**Work task:** Give back exactly the lines that run from the beginning of the entries to the line containing "[1191, 306]", both included, and nothing else.

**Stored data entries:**
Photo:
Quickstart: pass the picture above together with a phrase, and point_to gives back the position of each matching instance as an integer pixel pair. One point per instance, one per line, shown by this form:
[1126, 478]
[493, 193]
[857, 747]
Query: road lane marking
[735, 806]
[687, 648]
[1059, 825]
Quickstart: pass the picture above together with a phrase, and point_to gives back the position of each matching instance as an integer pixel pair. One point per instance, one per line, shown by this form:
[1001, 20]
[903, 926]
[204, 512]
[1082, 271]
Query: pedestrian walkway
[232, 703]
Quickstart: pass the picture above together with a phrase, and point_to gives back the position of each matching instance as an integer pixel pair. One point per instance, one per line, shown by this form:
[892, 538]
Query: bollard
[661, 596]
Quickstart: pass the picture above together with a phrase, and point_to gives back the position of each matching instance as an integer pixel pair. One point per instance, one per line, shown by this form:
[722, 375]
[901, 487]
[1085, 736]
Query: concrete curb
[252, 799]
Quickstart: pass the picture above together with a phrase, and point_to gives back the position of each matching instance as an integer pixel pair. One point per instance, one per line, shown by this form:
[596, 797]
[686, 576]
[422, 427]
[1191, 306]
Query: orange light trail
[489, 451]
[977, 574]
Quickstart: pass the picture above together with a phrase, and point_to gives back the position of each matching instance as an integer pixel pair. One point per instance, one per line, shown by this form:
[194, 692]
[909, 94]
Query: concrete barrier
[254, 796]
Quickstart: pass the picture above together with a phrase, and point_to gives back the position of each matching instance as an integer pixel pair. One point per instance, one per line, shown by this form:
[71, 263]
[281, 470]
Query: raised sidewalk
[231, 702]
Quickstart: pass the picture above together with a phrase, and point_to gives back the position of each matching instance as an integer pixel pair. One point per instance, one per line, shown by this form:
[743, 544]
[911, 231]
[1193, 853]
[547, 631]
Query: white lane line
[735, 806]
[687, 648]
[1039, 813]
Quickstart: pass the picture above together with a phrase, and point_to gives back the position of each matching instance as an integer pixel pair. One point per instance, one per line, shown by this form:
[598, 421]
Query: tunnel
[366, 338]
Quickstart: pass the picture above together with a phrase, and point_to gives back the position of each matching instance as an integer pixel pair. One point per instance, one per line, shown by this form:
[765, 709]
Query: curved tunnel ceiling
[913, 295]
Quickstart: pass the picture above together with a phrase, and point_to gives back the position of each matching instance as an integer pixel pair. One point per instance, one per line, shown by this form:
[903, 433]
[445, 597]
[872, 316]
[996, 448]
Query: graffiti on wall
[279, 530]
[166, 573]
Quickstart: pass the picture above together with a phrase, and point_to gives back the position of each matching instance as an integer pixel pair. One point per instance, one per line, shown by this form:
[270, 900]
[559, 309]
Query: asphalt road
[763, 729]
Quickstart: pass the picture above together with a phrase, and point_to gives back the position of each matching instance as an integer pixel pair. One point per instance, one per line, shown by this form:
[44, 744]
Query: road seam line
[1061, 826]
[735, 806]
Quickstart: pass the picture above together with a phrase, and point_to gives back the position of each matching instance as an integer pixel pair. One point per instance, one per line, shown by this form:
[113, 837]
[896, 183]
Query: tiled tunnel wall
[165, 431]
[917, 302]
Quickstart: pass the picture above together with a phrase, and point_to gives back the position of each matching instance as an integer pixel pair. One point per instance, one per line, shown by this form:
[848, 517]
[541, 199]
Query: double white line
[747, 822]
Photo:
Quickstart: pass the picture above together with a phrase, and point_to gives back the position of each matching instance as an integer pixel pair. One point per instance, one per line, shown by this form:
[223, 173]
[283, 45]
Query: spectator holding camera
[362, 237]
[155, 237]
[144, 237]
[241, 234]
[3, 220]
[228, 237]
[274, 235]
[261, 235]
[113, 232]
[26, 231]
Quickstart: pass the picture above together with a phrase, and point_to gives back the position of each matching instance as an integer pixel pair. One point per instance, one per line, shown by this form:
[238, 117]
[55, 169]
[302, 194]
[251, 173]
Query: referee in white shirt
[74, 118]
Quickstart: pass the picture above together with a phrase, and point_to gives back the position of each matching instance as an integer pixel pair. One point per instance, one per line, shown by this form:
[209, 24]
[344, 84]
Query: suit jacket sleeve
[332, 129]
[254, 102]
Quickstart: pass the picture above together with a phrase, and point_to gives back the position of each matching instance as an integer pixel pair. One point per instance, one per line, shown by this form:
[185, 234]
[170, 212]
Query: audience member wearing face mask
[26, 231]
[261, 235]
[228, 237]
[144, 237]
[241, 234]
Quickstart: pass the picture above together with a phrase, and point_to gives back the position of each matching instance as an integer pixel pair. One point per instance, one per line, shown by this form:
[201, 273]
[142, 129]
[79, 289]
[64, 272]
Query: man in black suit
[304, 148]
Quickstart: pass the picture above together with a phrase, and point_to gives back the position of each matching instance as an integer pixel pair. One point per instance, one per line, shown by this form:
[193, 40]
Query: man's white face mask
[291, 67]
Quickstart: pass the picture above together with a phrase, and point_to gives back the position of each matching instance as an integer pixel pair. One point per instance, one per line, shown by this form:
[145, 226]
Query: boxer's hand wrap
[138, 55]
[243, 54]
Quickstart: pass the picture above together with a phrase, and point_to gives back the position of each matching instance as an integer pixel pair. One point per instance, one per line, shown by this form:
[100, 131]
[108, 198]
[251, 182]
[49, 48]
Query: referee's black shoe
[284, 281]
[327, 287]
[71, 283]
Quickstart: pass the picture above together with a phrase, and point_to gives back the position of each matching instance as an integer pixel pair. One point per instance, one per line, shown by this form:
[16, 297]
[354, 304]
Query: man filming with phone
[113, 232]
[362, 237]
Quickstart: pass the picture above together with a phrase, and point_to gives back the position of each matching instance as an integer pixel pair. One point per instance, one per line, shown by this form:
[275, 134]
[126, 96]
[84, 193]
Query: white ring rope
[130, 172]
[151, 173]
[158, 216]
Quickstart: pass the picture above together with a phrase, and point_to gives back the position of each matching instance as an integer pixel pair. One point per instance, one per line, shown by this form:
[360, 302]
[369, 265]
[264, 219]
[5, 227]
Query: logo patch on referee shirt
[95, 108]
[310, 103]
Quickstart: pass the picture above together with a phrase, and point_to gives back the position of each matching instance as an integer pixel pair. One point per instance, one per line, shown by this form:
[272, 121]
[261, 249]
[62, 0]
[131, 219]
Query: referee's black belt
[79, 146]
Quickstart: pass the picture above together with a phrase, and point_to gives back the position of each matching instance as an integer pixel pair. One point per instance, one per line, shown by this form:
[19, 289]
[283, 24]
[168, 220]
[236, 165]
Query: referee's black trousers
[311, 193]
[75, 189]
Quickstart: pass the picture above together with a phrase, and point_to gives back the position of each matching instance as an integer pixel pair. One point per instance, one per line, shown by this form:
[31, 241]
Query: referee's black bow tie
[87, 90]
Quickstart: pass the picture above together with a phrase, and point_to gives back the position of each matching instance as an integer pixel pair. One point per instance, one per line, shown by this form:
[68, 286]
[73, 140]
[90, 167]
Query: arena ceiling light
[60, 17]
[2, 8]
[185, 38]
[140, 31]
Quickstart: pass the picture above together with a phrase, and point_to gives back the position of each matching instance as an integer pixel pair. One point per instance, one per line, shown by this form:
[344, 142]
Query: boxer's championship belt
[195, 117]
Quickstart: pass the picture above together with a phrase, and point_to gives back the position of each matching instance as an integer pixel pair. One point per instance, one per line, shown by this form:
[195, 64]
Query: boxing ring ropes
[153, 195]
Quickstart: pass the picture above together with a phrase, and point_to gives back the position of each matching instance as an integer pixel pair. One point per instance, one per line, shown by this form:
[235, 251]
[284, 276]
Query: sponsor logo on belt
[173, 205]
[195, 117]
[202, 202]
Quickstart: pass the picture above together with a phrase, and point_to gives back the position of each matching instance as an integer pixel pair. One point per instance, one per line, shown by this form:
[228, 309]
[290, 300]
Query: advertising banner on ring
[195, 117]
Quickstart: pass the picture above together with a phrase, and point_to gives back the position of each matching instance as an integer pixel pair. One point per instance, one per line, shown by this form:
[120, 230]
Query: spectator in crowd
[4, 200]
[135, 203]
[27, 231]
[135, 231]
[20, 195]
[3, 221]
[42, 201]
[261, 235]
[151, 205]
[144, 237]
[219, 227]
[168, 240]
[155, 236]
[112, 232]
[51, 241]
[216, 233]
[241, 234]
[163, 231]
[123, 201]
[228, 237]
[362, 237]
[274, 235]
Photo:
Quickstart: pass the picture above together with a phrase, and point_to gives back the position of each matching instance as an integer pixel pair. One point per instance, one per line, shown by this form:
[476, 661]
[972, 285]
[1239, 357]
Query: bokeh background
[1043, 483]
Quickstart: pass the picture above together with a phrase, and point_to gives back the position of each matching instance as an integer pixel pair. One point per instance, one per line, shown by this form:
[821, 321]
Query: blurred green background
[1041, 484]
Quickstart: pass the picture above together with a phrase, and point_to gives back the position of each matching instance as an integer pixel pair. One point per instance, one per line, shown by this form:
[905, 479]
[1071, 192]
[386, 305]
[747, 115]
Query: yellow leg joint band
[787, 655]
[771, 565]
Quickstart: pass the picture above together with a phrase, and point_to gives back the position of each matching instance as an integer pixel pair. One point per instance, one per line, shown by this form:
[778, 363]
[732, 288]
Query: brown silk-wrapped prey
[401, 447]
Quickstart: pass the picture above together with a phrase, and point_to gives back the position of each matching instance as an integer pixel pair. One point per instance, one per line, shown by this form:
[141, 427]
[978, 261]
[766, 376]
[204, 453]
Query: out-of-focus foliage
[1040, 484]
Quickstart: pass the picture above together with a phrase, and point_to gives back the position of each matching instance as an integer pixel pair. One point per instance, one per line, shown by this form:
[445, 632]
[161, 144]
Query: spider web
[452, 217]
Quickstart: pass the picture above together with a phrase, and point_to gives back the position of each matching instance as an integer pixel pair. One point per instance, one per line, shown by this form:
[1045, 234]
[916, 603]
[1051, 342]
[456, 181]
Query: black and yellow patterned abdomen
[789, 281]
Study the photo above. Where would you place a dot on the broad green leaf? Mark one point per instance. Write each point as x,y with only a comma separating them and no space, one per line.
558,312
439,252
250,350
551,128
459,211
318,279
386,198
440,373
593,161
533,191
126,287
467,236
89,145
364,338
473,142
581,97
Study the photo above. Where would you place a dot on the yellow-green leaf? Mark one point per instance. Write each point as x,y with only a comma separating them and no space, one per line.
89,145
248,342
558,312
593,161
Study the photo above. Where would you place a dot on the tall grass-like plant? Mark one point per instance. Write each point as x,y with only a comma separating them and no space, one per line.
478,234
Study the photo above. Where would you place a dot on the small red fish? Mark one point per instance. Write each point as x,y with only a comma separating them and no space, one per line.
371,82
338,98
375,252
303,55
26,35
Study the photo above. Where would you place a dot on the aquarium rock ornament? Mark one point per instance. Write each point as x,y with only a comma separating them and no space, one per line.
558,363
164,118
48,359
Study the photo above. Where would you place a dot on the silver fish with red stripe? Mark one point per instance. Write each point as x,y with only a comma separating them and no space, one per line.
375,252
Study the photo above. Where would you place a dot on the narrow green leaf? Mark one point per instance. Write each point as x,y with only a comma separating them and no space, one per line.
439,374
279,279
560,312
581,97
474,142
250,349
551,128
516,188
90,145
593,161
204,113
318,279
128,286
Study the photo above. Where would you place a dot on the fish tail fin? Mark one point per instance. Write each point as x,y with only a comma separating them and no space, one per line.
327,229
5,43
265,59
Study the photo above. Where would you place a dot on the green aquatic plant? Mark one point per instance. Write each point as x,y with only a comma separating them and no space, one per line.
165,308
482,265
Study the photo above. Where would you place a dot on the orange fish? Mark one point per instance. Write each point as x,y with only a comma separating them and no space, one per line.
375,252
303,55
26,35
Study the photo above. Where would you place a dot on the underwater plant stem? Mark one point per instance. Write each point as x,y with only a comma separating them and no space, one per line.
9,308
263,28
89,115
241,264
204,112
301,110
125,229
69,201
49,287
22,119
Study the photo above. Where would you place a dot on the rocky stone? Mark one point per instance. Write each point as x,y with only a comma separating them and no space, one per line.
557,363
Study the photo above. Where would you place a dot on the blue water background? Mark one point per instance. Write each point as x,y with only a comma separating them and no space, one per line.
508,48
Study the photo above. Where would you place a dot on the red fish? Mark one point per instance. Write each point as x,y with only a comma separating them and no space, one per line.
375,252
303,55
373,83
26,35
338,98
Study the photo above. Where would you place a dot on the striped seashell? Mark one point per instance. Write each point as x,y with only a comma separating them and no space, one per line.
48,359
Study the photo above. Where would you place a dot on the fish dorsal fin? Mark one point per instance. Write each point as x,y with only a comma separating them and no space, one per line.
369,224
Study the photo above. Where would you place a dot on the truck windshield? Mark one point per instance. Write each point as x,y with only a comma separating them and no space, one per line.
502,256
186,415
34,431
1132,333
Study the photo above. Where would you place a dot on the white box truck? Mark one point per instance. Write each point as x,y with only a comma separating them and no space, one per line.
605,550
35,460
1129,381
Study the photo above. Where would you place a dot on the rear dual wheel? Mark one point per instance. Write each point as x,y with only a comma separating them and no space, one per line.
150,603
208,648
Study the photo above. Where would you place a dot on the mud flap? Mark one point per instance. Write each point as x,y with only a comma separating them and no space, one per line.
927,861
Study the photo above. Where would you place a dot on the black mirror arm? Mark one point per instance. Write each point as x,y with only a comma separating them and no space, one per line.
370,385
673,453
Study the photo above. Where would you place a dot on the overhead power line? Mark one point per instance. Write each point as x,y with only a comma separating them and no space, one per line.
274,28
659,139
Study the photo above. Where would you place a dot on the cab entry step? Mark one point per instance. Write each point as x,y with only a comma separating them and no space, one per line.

**Response to this task:**
Photo:
Quickstart: pass the picture above together with a phrase, and point_to gives back the position of each matching instance as an integer pixel pair. One point per instance, one per line, shown by this form:
[1126, 478]
[493, 193]
[857, 747]
Query: road lane marking
[735, 806]
[687, 648]
[1059, 825]
Quickstart: pass the picture above together with a phrase, and point_to gives back the position of each matching instance as an integer pixel pair. One point per instance, one per line, shown by this form:
[1001, 20]
[903, 926]
[204, 512]
[1082, 271]
Query: pedestrian walkway
[232, 703]
Quickstart: pass the picture above together with a phrase, and point_to gives back the position of each matching instance as an integer pixel pair. One point per instance, one per line, shown by this form:
[892, 538]
Query: bollard
[661, 596]
Quickstart: pass the picture above together with a phrase, and point_to gives back the position of each matching instance as an integer pixel pair. One point per instance, one per line, shown by this form:
[722, 375]
[901, 487]
[1085, 736]
Query: concrete curb
[252, 799]
Quickstart: pass the picture above together with a phrase, and point_to gives back the position of each matching instance as an integer pixel pair. One point per instance, one per line, shown by this form:
[596, 797]
[686, 576]
[422, 427]
[1191, 306]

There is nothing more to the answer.